### RECORDS FOR THIS EXERCISE

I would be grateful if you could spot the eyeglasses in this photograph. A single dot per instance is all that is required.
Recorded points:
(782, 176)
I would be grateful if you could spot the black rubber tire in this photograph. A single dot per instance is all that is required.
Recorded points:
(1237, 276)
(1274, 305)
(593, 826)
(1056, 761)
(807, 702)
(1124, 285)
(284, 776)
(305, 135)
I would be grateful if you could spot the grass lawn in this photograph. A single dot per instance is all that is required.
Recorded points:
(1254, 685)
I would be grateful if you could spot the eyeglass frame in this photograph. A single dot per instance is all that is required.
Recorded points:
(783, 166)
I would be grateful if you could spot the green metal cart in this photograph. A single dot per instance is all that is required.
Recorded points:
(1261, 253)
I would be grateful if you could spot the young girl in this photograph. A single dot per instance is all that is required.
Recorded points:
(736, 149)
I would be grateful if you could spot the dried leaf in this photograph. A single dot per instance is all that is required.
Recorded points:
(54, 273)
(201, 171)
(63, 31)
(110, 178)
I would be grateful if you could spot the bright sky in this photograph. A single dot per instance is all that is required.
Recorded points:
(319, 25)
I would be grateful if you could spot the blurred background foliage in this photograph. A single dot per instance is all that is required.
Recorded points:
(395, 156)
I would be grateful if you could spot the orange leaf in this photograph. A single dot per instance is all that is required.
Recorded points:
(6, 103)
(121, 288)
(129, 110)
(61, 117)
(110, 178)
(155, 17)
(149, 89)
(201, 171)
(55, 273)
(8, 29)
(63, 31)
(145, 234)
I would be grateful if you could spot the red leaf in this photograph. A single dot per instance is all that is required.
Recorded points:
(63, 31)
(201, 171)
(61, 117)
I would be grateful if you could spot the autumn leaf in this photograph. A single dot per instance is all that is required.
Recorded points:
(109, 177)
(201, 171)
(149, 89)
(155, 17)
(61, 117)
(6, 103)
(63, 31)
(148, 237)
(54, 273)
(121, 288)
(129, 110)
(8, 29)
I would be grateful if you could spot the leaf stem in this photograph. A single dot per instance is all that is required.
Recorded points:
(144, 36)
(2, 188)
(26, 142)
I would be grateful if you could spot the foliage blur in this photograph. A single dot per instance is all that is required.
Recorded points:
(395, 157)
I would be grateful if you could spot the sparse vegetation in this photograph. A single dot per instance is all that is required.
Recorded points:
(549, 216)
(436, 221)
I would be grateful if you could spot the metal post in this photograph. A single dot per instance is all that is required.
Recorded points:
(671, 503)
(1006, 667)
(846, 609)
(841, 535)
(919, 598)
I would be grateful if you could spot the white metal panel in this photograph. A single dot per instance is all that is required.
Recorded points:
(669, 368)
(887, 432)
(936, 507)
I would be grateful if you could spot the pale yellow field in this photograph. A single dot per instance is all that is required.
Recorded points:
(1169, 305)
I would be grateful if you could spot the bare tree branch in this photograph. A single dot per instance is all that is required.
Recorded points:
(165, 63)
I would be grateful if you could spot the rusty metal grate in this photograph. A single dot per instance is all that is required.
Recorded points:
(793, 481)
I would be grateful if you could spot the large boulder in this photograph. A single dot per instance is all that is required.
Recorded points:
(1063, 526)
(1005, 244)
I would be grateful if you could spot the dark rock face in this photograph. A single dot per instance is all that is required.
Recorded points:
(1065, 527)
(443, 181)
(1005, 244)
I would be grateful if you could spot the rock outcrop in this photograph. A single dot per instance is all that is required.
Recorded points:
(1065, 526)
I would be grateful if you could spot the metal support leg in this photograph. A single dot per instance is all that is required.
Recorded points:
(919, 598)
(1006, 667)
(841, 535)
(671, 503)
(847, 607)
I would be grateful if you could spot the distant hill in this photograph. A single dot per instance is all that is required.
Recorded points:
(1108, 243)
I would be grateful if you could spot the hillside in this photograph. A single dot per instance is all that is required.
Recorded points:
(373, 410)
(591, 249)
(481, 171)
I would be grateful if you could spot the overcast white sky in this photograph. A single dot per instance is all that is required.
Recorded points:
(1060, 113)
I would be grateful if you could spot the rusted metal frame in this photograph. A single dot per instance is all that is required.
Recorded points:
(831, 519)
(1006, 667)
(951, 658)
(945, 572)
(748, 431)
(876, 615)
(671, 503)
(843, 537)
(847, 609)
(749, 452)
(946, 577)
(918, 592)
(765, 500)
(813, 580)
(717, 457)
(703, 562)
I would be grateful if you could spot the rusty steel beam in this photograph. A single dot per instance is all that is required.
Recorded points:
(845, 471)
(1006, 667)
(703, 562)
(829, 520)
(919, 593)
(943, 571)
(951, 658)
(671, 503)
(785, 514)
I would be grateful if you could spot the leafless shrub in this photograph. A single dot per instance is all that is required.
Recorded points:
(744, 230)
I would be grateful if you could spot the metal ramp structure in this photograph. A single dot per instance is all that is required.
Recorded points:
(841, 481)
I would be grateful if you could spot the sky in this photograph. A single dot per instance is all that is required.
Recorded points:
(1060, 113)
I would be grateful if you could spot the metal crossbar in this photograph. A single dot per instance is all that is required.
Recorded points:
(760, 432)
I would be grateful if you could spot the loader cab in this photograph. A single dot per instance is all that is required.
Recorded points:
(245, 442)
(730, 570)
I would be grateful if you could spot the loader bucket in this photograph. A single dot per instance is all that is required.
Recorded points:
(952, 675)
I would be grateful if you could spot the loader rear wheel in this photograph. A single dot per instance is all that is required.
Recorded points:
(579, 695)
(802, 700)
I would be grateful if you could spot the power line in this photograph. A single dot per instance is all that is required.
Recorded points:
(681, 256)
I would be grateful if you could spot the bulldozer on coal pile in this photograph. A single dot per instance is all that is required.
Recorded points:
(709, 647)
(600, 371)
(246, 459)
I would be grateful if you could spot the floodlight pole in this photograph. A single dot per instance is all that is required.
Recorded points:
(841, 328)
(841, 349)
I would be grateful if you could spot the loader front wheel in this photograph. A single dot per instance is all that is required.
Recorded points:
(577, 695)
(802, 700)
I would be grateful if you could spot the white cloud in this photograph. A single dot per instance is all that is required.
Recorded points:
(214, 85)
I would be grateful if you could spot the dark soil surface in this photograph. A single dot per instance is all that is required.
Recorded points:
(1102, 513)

### TASK OBJECTIVE
Lay out every one of the rows above as a numbered list, one line per item, and leave out any blank lines.

### TASK SOLUTION
1. I would be grateful if you could spot the eyeglasses in this photograph. A single dot per instance is all that is required.
2. Recorded points:
3. (782, 176)
4. I would be grateful if you could spot the black rubber tire in this photograph. A single dot per instance is all that is required.
5. Recorded points:
6. (1237, 276)
7. (1274, 305)
8. (593, 826)
9. (1056, 761)
10. (807, 702)
11. (1124, 285)
12. (284, 776)
13. (305, 135)
14. I would be grateful if you could spot the grass lawn in this photograph. A single dot per instance is all that is required.
15. Recorded points:
16. (1254, 685)
17. I would be grateful if you could spot the eyeglass frame in this photograph. A single dot per instance is all that is required.
18. Recorded points:
19. (783, 166)
20. I would be grateful if you could spot the green metal cart in this photograph. A single dot per instance is all that is required.
21. Recorded points:
22. (1261, 253)
23. I would be grateful if you could spot the young girl in this photograph. A single dot per instance is all that is required.
24. Recorded points:
25. (736, 149)
26. I would be grateful if you could spot the dried leaf in this photograph. A single dot per instance is all that is required.
27. Recorded points:
28. (54, 273)
29. (201, 171)
30. (63, 31)
31. (110, 178)
32. I would be grateful if you could spot the bright sky in this photograph. A single dot per instance is all that is required.
33. Recorded points:
34. (319, 25)
35. I would be grateful if you could spot the blurred background foliage in this photograph. A single dot per instance is all that is required.
36. Recorded points:
37. (395, 156)
38. I would be grateful if you could spot the orange leaf in this photograph. A single dot per instance is all that is required.
39. Recorded points:
40. (6, 103)
41. (121, 288)
42. (129, 110)
43. (61, 117)
44. (110, 178)
45. (155, 17)
46. (149, 89)
47. (201, 171)
48. (55, 273)
49. (8, 29)
50. (63, 31)
51. (145, 234)
52. I would be grateful if you could spot the red leaf in this photograph. A single dot per instance is all that is required.
53. Recorded points:
54. (63, 31)
55. (201, 171)
56. (61, 117)
57. I would be grateful if you could spot the autumn leaf in this photograph. A single dot per instance is all that is required.
58. Recorded points:
59. (109, 177)
60. (201, 171)
61. (149, 89)
62. (155, 17)
63. (61, 117)
64. (6, 103)
65. (63, 31)
66. (148, 237)
67. (54, 273)
68. (121, 288)
69. (129, 110)
70. (8, 29)
71. I would be grateful if you could spot the leaf stem in this photograph. A single dot per instance is all that is required.
72. Recorded points:
73. (144, 36)
74. (2, 188)
75. (26, 142)
76. I would be grateful if you could spot the foliage blur in this photograph. A single dot per instance is all that is required.
77. Recorded points:
78. (395, 157)
79. I would be grateful if you could spot the sparse vegetation in this photograph. A single dot per instance is all that is required.
80. Recorded points:
81. (549, 216)
82. (436, 221)
83. I would be grateful if you could spot the metal post in this photograph. A single dot per instance is all that is required.
84. Recorded points:
85. (671, 503)
86. (1006, 667)
87. (846, 609)
88. (841, 535)
89. (919, 598)
90. I would be grateful if you could spot the white metal panel in this photograph. A single dot per instance is all that is required.
91. Recorded points:
92. (669, 368)
93. (887, 432)
94. (936, 507)
95. I would be grateful if you could spot the pale yellow field in this photograph. A single dot per instance is all that is required.
96. Recorded points:
97. (1169, 305)
98. I would be grateful if you could spot the bare tree branch in this photograph. A single dot per instance is all that is required.
99. Recorded points:
100. (165, 63)
101. I would be grateful if you could spot the rusty metal grate in this photograph. A single dot per instance is all that is required.
102. Recorded points:
103. (793, 481)
104. I would be grateful if you could spot the large boulder in this photograph. A single dot per instance is all that is required.
105. Recorded points:
106. (1063, 526)
107. (1005, 244)
108. I would be grateful if you could spot the dark rock face in this photograph. A single dot per instance is all that is required.
109. Recorded points:
110. (1065, 527)
111. (443, 181)
112. (1005, 244)
113. I would be grateful if you could spot the rock outcrop in this photograph. A single dot per instance is all that is required.
114. Recorded points:
115. (1065, 526)
116. I would be grateful if you could spot the metal support leg in this photograph. A single dot per instance is all that is required.
117. Recorded points:
118. (919, 598)
119. (1006, 667)
120. (841, 535)
121. (671, 503)
122. (847, 607)
123. I would be grateful if you could spot the distant hill in this photograph. A single dot per instance is all that is required.
124. Recorded points:
125. (1108, 243)
126. I would be grateful if you could spot the hillside in this photograph. A single dot per instance is all that is required.
127. Recorded points:
128. (373, 410)
129. (591, 249)
130. (481, 171)
131. I would be grateful if you could spot the overcast white sky in this photograph. A single dot per instance is all that is required.
132. Recorded points:
133. (1060, 113)
134. I would be grateful if you could spot the rusted metal frame in this photograph. A single dot per instance is all that is required.
135. Recorded points:
136. (831, 519)
137. (1006, 667)
138. (951, 658)
139. (945, 572)
140. (748, 431)
141. (876, 615)
142. (671, 503)
143. (843, 537)
144. (847, 609)
145. (749, 452)
146. (946, 577)
147. (918, 592)
148. (765, 500)
149. (813, 580)
150. (717, 457)
151. (703, 562)
152. I would be grateful if you could spot the rusty steel beam in this photograph. A single dot per instance is all that is required.
153. Recorded points:
154. (845, 471)
155. (1006, 667)
156. (703, 562)
157. (829, 520)
158. (919, 593)
159. (943, 571)
160. (951, 658)
161. (671, 503)
162. (785, 514)
163. I would be grateful if you could spot the leafless shrub in this photograph. A single dot per instance is all that is required.
164. Recorded points:
165. (744, 230)
166. I would be grateful if you could spot the metal ramp structure in this photograph. A single dot per instance is all that is required.
167. Recorded points:
168. (841, 481)
169. I would be grateful if you could spot the sky in this photograph. A single dot per instance is all that is required.
170. Recorded points:
171. (1060, 113)
172. I would be grateful if you could spot the metal crossbar in this photograph. A single dot per instance is all that is required.
173. Recorded points:
174. (760, 432)
175. I would be grateful if you could spot the loader cab in this photograph. A single dot per instance is all that is required.
176. Recorded points:
177. (245, 442)
178. (730, 570)
179. I would be grateful if you could spot the loader bucket in this photograph. A single dot per instance is all that is required.
180. Recorded points:
181. (952, 675)
182. I would be grateful if you could spot the loader rear wheel in this photograph. A single dot per instance is all that is required.
183. Recorded points:
184. (579, 695)
185. (802, 700)
186. I would be grateful if you could spot the power line in this photograph. A single dot per instance is all that is required.
187. Recorded points:
188. (681, 256)
189. I would be grateful if you could spot the bulldozer on coal pile in this photograph. A single dot per instance is all that is required.
190. Recorded points:
191. (709, 647)
192. (600, 371)
193. (246, 459)
194. I would be grateful if you could spot the floodlight pole in this photograph. A single dot per instance is all that is required.
195. Recorded points:
196. (841, 328)
197. (841, 349)
198. I would be grateful if you could spot the loader front wheel in this photograph. A single dot per instance is all that is required.
199. Recorded points:
200. (577, 695)
201. (802, 700)
202. I would be grateful if you could spot the white cloud in this photograph. A single dot per instance is all that is required.
203. Recorded points:
204. (214, 85)
205. I would be grateful if you could spot the dark soil surface in this photograph. A single dot per instance is all that is required.
206. Recorded points:
207. (1102, 513)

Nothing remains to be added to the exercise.